Texte du document:
┌──

Le Ministre de la Justice , après avoir déclaré vouloir « mettre fin au banditisme gouvernemental » vide le « crime d’écocide » demandé par les nouveaux conventionnels et parle d’un délit général de pollution avec des « pénalités modulées en fonction de l’intentionnalité de l’auteur » tout en parlant d’une progression entre l’infraction d’imprudence, d’une violation délibérée jusqu’à l’infraction intentionnelle ». Si l’on n’y prend garde , il y aurait là de quoi incriminer toute entreprise quelle que soit sa taille puisque le code environnemental est désormais plus lourd que le code du travail et est révisé quasi quotidiennement. On peut donc comprendre l’intention sans pour cela adhérer à l’explication directement diffusée, on peut , en conséquence , tout craindre de l’élaboration d’un texte flou qui viendrait en rajouter à l’inquisition vécue par les entreprises industrielles du pays . La Ministre de la Transition Ecologique en rajoute une couche « plus personne ne passera à travers les gouttes « … » »il faut augmenter le nombre de poursuites en renforçant les moyens d’enquête ».
Comme plus personne n’ose, semble-t-il , s’opposer aux délires des citoyens « tirés au sort ? » devenus l’expression du peuple de France à laquelle il faut obéir, que l’existence d’un monde la production n’a visiblement pas été prise en compte dans cet échange va-t-en-guerre, reprenons quelques éléments de la réalité.
La confusion entre les atteintes au climat avec les gaz à effet de serre et les pollutions est parfaitement illustrée et assumée dans le texte des interventions. On ne le dit pas suffisamment car cela dérange mais le gaz carbonique CO2 n’est pas un polluant, mais c’est un gaz à effet de serre. L’utilisation du véhicule électrique n’est pas polluante, mais le bilan carbone d’ensemble peut être désastreux si l’on utilise une électricité carbonée ( centrales charbon comme en Chine, en Inde ou en Allemagne ). On peut comprendre que le Ministre de la Justice parle de pollution , mais la Ministre de la Transition Ecologique parle de climat …on devra abandonner le « en même temps ».
En ce qui concerne la pollution, Gouvernement, Parlementaires et fonctionnaires rivalisent de normes et règlements généralement en partie contradictoires et pour partie impraticables ou inutiles. Avant d’enrichir un plan d’augmentation des dépenses de l’Etat avec un accroissement du nombre des fonctionnaires, un toilettage du code de l’environnement sera indispensable car il faudra bien définir ce qui est du domaine de la contravention de celui du délit pour éviter qu’il y ait rapidement plus de contrôleurs que de potentiellement contrôlés.

└──

D'après le texte sur le délit de pollution, le gaz carbonique CO2 est-il un polluant ? Sinon, qu'est-ce que c'est ?

Données extraites:

┌──

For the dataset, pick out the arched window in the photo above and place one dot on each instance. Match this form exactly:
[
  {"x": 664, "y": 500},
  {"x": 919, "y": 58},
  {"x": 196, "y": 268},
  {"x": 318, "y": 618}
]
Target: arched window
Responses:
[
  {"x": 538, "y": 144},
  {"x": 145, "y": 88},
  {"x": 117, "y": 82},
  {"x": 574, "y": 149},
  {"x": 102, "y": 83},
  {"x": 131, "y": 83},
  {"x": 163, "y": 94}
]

└──
┌──

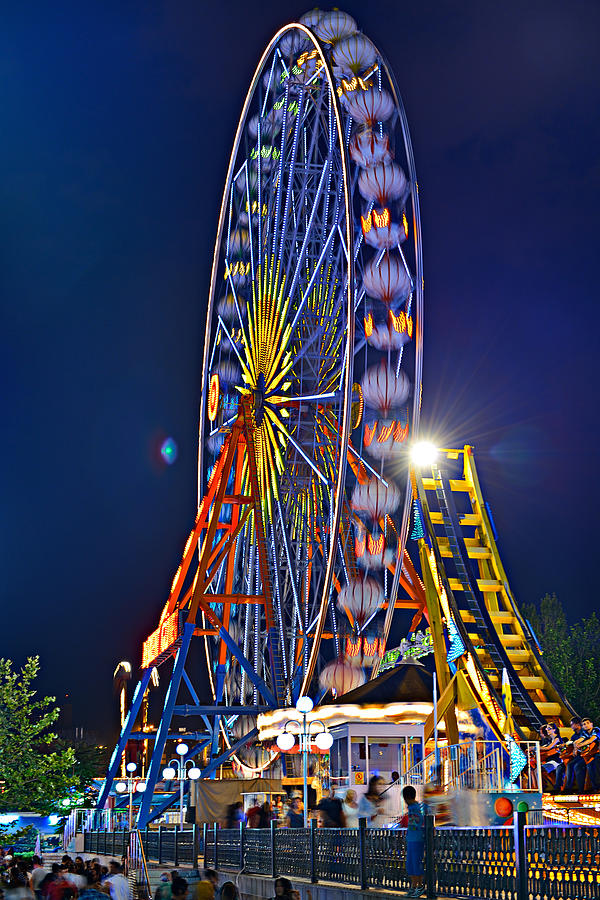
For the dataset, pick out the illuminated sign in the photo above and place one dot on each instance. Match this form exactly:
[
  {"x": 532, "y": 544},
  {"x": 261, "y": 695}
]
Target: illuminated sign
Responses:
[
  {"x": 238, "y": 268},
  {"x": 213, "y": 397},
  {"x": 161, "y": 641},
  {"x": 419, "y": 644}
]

└──

La solution: Non, le gaz carbonique CO2 n'est pas un polluant : c'est un gaz à effet de serre.